*추출된 데이터*.
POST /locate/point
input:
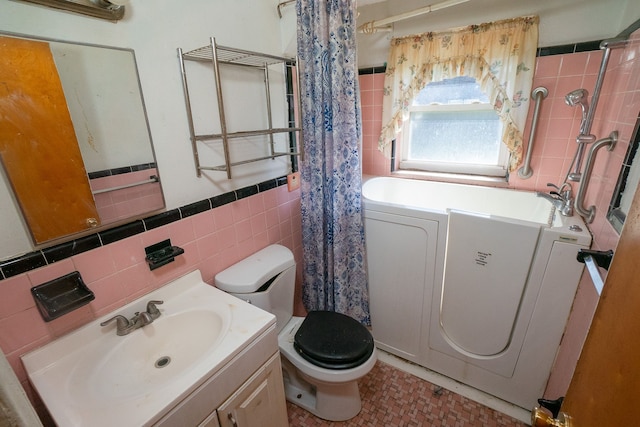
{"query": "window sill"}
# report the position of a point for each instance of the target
(452, 178)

*과제 목표*. 위 목록의 모든 줄을 한 글자도 바꾸지 말고 그대로 옮겨 적되, 그림은 답에서 빼 주세요.

*완료된 연습*.
POST /locate/point
input:
{"query": "window sill"}
# report the position of a point for each instance of the target
(452, 178)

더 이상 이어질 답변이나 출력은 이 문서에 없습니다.